# What you should do:
Reproduce the listing below, swapping "thickest part" for "widest part" wherever it occurs and leaving every other detail unchanged.

>>>

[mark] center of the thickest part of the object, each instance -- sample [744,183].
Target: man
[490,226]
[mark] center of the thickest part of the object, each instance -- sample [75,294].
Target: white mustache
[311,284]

<<<

# Answer to the task:
[mark] center of the widest part of the object, each instance -- sample [744,183].
Target: man
[490,226]
[mark] center of the widest part of the object, each instance -- sample [75,294].
Target: white mustache
[311,284]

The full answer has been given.